━━ Source data

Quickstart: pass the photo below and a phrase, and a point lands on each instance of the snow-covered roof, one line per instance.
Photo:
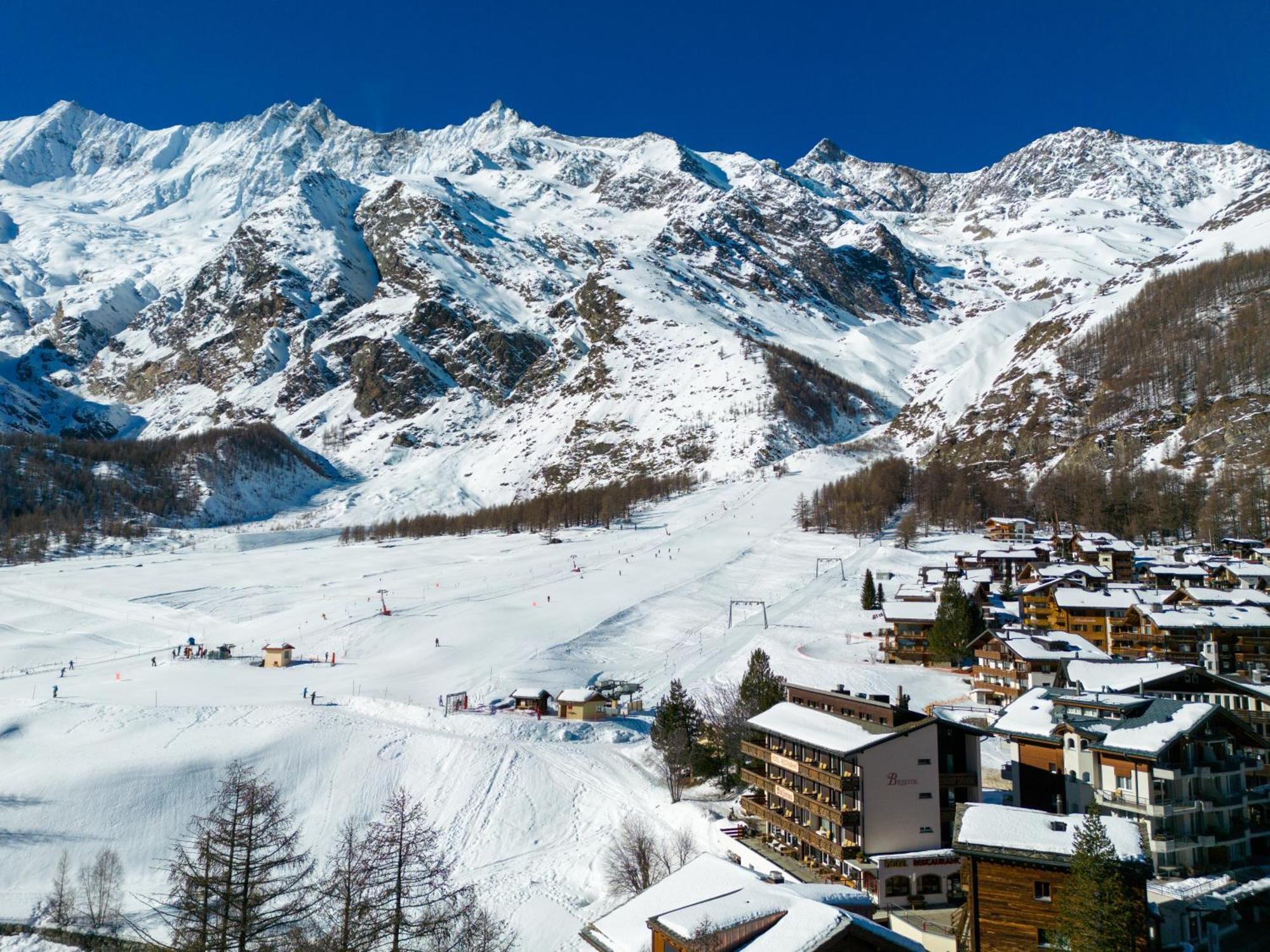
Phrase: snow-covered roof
(1222, 597)
(578, 696)
(1159, 727)
(1019, 555)
(723, 894)
(1015, 828)
(1248, 571)
(1037, 645)
(821, 731)
(1109, 601)
(1062, 571)
(1120, 676)
(1114, 545)
(1186, 572)
(1032, 714)
(530, 694)
(910, 611)
(1149, 725)
(1210, 618)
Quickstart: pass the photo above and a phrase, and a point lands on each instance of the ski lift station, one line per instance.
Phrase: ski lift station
(277, 656)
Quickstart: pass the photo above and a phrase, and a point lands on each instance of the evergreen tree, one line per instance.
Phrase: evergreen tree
(868, 593)
(760, 687)
(957, 621)
(675, 732)
(1095, 909)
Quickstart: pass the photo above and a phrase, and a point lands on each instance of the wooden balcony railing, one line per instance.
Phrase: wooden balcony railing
(805, 769)
(751, 808)
(839, 816)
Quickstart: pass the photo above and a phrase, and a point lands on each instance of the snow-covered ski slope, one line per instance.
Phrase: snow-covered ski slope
(130, 751)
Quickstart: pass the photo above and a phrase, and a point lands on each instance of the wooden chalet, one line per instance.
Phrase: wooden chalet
(1248, 700)
(582, 705)
(1015, 864)
(277, 656)
(1106, 552)
(1224, 639)
(1015, 659)
(712, 906)
(538, 700)
(1180, 769)
(1009, 529)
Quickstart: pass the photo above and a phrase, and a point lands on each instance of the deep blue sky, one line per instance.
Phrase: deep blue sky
(937, 86)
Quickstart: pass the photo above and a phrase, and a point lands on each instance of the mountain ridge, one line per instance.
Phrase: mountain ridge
(501, 307)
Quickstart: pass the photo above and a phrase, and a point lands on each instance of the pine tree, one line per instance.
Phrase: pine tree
(1097, 913)
(239, 882)
(417, 902)
(346, 918)
(675, 732)
(957, 621)
(760, 687)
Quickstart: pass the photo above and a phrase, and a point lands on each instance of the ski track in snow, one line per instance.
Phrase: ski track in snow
(130, 751)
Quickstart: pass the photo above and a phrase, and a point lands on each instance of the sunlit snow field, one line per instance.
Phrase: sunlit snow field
(130, 751)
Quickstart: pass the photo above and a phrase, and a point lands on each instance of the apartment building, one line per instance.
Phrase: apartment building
(1175, 767)
(1012, 661)
(834, 790)
(1009, 529)
(1247, 700)
(1222, 639)
(1015, 865)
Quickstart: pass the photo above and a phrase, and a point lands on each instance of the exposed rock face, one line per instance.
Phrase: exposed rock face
(509, 307)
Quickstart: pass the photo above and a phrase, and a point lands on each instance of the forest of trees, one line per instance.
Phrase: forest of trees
(548, 512)
(242, 880)
(67, 493)
(1186, 340)
(1130, 501)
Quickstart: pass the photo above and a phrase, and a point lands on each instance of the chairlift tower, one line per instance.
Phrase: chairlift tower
(736, 602)
(843, 572)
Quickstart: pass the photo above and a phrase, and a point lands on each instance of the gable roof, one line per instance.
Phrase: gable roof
(712, 888)
(580, 696)
(1036, 835)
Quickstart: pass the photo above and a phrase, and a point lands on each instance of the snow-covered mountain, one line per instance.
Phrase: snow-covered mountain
(463, 314)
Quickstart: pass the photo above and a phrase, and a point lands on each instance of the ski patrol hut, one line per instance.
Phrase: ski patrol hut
(533, 700)
(582, 705)
(277, 656)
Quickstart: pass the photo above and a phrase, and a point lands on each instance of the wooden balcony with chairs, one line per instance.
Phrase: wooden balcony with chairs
(813, 770)
(750, 807)
(821, 808)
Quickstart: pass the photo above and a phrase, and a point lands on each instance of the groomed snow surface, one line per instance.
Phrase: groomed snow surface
(131, 750)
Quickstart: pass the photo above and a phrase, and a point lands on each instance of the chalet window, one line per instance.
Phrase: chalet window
(897, 887)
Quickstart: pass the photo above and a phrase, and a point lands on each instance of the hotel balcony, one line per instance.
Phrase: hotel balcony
(821, 808)
(750, 807)
(813, 770)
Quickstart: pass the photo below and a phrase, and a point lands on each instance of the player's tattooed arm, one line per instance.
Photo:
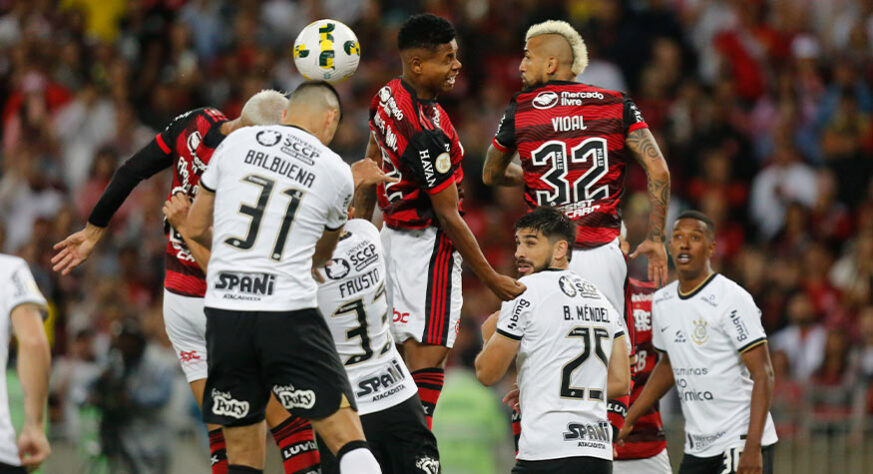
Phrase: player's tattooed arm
(499, 170)
(648, 155)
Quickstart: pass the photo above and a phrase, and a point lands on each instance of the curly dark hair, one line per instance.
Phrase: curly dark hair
(425, 31)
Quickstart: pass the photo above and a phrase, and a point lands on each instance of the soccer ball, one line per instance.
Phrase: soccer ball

━━━━

-- Exercise prompt --
Once the pictures are removed, reproduce the remaining entries above exactly.

-- Completed task --
Quickstart: pass the photo below and a phrase, and a point lands on each instance of the snow-covered roof, one line per instance.
Photo:
Phrase: snow-covered roof
(1222, 597)
(578, 696)
(1159, 727)
(1019, 555)
(723, 894)
(1015, 828)
(1248, 571)
(1037, 645)
(821, 731)
(1109, 601)
(1062, 571)
(1120, 676)
(1114, 545)
(1186, 572)
(1032, 714)
(530, 694)
(910, 611)
(1149, 725)
(1210, 618)
Quickstart: pass the photo above and a phrase, and a point lands on each instance of the ski lift station, one line per instance.
Phrase: ski lift station
(277, 656)
Quickstart: pass the photo above and a phrase, and a point lands on each instance of the evergreen tree, one line per instance.
Phrase: evergreen tree
(868, 593)
(760, 687)
(957, 621)
(675, 732)
(1095, 909)
Quickstart: pass the photo above and a phrase, and a point lands on each instance of the wooden balcony railing, one line per instance.
Phrase: wooden balcony railing
(805, 769)
(751, 808)
(839, 816)
Quickstart: pass the photo above and a phrase, and a point lands on each instance of the snow-covered ski slope, one line per instance.
Phrase: snow-covered ski slope
(130, 751)
Quickstart: pass the photo above and a phrase, and a point lands on each instance of the wooden chalet, one line per instance.
Phrase: wooden chalet
(1248, 700)
(582, 705)
(1015, 864)
(277, 656)
(1106, 552)
(1224, 639)
(1015, 659)
(712, 906)
(538, 700)
(1180, 769)
(1009, 529)
Quickstart: pass the photo above and a phrase, and a point lands on each instance of the deep blue sky, one line per instance.
Phrase: deep blue sky
(937, 86)
Quickstart: pass the photo above and a phrase, and a point lands on each instance of the mountain ridge, one line per instance.
Phrase: mountain ridge
(501, 307)
Quickstart: pass the photo above and a phrase, and a point lands on each instance of the pine tree, one line per instance.
Phrase: pine tree
(1097, 913)
(239, 882)
(417, 902)
(346, 918)
(675, 732)
(957, 621)
(760, 687)
Quickstart: pass the photo above and a phrase, and a point lands on each instance of the ski track in snow, one line per instance.
Phrase: ski track in snow
(130, 751)
Quickstart: pass the photo above and a phrase, and a point lands on each instance of the sunlit snow field, one line per instance.
Phrase: sunlit snow field
(130, 751)
Quickstart: pass the photo above and a phrase, and a point lands on each instance of the apartment building, one line per instance.
Phrase: apartment building
(1175, 767)
(1012, 661)
(834, 790)
(1009, 529)
(1247, 700)
(1222, 639)
(1015, 865)
Quickstart: pass the photo above and a phrase, and a point lands on each instance of the exposed rock face, one line per instance.
Phrase: exposed rock face
(509, 307)
Quickstart: pass the photo above and a phrase, and a point lands on each instance of the forest of trees, one line per instance.
Phrase: forest of trees
(548, 512)
(242, 880)
(67, 493)
(1186, 340)
(1130, 501)
Quickstart: pass the photo above and a phrase, and a point lands on each instance of the chairlift tower, one line per instance.
Phrase: chairlift tower
(736, 602)
(843, 572)
Quickstart: pass the photo above and a phrase, and a point lands on each instance of the gable roof, one line per instance.
Phrase: gable roof
(712, 888)
(580, 696)
(1036, 835)
Quickstart: pass the photo above and a phrase, and a point lands on each instance of the snow-covered mountain, one line per instance.
Phrase: snow-covered mountain
(463, 314)
Quickstart: pass the photo above and a phrase, and a point lands on each instance of the ski patrol hut, one line per instance.
Phrase: ski patrol hut
(533, 700)
(582, 705)
(277, 656)
Quickstart: pass the photo above and a phrase, and a point lands on each instance of the wooden balcony with chairs, one line per instance.
Phrase: wooden balcony with chairs
(813, 770)
(750, 807)
(821, 808)
Quickstart: pass the photo above and a phrase, and a point lands on each instance of the groomed snow surface, one line per instance.
Phrase: groomed snow surface
(131, 750)
Quickstart: pass the photo above and a phrase, and a point lands on each instance of the chalet window, one line per instance.
Phrase: chalet window
(897, 887)
Quickstart: pass the photo above and a phrase, and a point lands on each instance of the hotel balcony, one line per instance.
Phrase: hotel balcony
(821, 808)
(750, 807)
(813, 770)
Quickstart: pass the photo below and a phrase, and a point lands on each instance of the player's tattooed arm, one line per instance.
Photo:
Phrase: player's tattooed arm
(499, 170)
(648, 155)
Quickstart: pass the photo above and a phrase, and a point lands on each instance of the curly dark hair, one line per instance.
Phrase: curly dark hair
(425, 31)
Quickstart: pass the photo above and a phrase, and a point lands on each instance of the soccer ball, one line per instance.
Phrase: soccer ball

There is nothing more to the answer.